_Problems to solve_
a – Answer each question using the research profile on gastrointestinal cancer below.
(i) From which university, and in what year, was the Ph.D. received?
(ii) Which award is listed for 2000?
(iii) In which colon adenocarcinoma cells does sulindac sulfone induce the SSAT promoter?
b – List every polyamine named in the research profile on gastrointestinal cancer below.

_Selected text_
-- Opening Marker --
Associate Professor, Cancer Biology - GIDP
- Kiev State University, Ukraine, 1989 (Ph.D.)
- Recipient of the one-time Frank I. Lazarus Research Award, 2000
A major focus of my research is on study of molecular changes in gastrointestinal tract leading to malignancy for the purpose of identification of molecular markers for detection or prevention of gastrointestinal cancer. My research efforts have been concentrated on the following areas:
1) Identification of effects of mutations in the tumor suppressor gene Adenomatous Polyposis Coli (APC) on biochemical and molecular aspects of polyamine metabolism. The polyamines, spermidine, spermine and diamine putrescine, are polications, essential for optimal growth. Using the Min (multiple intestinal neoplasia) mice as a model of human autosomal dominantly inherited syndrome of familial adenomatous polyposis (FAP) we found the APC-mediated transcriptional activation of the key polyamine biosynthetic enzyme ornithine decarboxylase (ODC). Treatment of Min mice, having the mutation in the APC gene, with sulindac, the non-steroidal anti-inflammatory drug (NSAID), alone, or in combination with the ODC inhibitor a–difluoromethylornithine (DFMO) decreases the intestinal and colonic tumor formation. Treatment with sulindac and its metabolite sulindac sulfone results in increase in steady state levels of spermidine/spermine N1-acetyltransferase SSAT RNA in Min mouse model.
2) Study of the consequences of mutation in the K-ras protooncogene in colon cancer. We have shown the decrease in the steady state RNA levels of the rate-limiting polyamine catabolic enzyme spermidine/spermine N1-acetyltransferase (SSAT) in colon cancer cell lines with mutant K-ras oncogene. Sulindac sulfone induces the SSAT promoter in the colon adenocarcinoma cells Caco-2, suggesting that molecular mechanisms of anticancer action of NSAIDs include their effect on polyamine metabolism. SSAT suppression occurs via a mechanism involving MEK-dependent down regulation of peroxisome proliferator-activated reseptor gamma (PPARg).
-- Closing Marker --
_Source material_
-- Opening Marker --
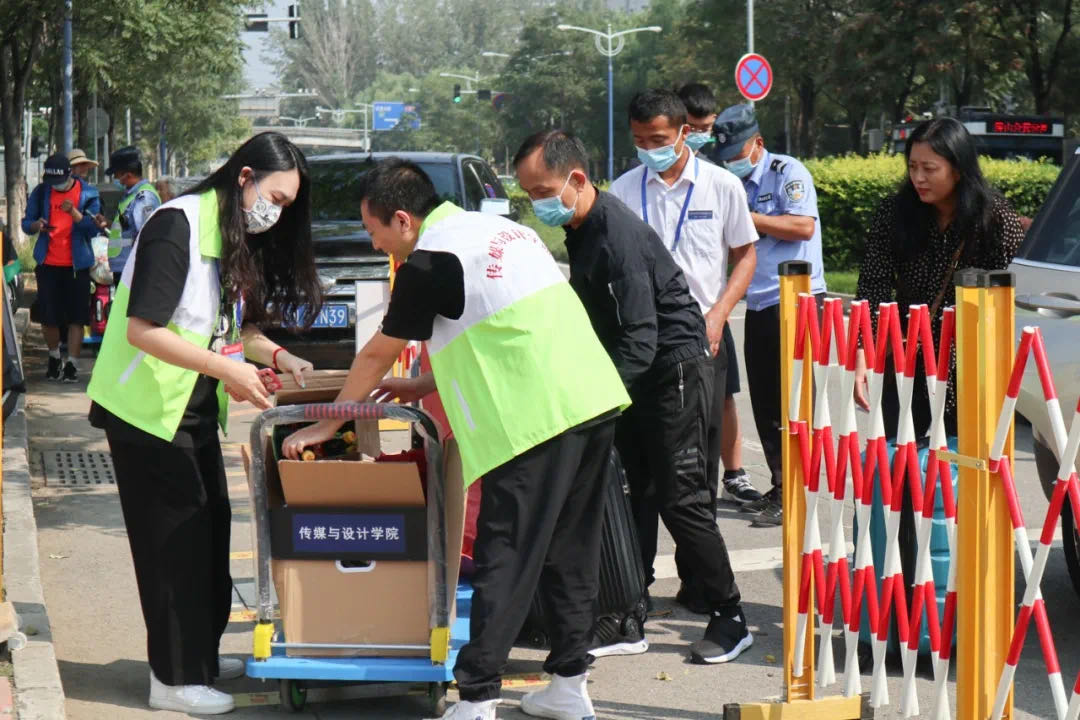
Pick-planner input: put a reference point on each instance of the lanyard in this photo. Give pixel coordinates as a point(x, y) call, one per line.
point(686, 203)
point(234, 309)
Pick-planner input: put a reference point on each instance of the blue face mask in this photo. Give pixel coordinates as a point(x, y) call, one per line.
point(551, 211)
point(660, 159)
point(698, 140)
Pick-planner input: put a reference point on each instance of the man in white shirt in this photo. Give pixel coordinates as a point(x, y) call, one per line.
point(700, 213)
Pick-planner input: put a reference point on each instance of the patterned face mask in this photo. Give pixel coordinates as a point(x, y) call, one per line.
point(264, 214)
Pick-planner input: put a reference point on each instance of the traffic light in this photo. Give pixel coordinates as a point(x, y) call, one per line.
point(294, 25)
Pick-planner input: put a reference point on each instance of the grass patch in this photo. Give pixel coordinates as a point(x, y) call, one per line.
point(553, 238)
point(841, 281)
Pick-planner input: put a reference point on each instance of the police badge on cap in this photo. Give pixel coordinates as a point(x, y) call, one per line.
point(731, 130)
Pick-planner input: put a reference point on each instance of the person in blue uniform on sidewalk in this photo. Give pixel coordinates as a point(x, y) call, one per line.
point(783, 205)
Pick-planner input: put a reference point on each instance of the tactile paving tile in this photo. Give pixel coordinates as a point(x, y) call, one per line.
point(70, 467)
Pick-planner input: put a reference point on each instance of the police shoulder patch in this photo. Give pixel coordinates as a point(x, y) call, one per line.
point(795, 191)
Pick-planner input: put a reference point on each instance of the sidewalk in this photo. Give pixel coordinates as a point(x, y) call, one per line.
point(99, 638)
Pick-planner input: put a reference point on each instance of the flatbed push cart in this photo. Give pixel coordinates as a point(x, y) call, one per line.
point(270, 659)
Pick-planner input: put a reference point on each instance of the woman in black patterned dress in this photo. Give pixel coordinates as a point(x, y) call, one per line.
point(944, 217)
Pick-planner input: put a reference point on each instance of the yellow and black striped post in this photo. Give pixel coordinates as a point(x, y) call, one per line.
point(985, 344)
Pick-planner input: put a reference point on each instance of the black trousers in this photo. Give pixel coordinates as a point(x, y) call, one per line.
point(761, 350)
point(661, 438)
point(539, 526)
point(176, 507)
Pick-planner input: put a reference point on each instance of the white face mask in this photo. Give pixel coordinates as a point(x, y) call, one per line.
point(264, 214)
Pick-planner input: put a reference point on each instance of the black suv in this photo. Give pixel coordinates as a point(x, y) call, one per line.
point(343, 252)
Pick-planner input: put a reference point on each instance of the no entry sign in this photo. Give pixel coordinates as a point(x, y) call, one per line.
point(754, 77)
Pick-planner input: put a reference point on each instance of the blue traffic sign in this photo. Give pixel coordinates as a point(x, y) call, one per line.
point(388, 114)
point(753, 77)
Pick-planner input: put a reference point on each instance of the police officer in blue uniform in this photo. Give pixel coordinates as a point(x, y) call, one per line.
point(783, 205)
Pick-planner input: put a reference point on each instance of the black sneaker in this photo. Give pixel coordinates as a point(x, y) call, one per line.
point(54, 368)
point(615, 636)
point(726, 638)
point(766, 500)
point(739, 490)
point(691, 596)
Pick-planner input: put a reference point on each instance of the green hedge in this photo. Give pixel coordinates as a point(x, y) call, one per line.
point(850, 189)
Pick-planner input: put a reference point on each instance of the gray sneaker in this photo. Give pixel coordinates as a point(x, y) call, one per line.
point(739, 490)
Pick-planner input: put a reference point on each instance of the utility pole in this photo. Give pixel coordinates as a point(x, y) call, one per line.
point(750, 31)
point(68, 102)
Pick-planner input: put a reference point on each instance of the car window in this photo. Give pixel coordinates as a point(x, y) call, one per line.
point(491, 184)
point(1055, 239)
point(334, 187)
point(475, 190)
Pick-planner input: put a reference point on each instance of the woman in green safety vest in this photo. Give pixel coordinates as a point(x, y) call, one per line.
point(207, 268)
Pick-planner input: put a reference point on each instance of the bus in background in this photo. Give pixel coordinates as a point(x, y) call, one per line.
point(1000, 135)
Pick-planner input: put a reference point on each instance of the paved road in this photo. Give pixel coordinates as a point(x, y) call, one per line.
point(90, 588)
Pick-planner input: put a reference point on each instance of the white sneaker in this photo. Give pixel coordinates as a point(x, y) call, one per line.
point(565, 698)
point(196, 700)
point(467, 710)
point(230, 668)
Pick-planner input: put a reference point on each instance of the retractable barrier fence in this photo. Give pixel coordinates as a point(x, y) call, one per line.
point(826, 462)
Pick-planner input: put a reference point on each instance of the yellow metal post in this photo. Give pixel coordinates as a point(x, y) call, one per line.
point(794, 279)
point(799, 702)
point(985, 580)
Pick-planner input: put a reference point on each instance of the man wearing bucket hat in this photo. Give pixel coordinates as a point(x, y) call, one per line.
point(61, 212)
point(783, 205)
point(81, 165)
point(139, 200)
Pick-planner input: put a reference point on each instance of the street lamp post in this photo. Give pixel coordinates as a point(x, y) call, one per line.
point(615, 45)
-- Closing Marker --
_Answers below_
a –
(i) Kiev State University, Ukraine, 1989
(ii) The one-time Frank I. Lazarus Research Award
(iii) Caco-2

b –
- Spermidine
- Spermine
- Putrescine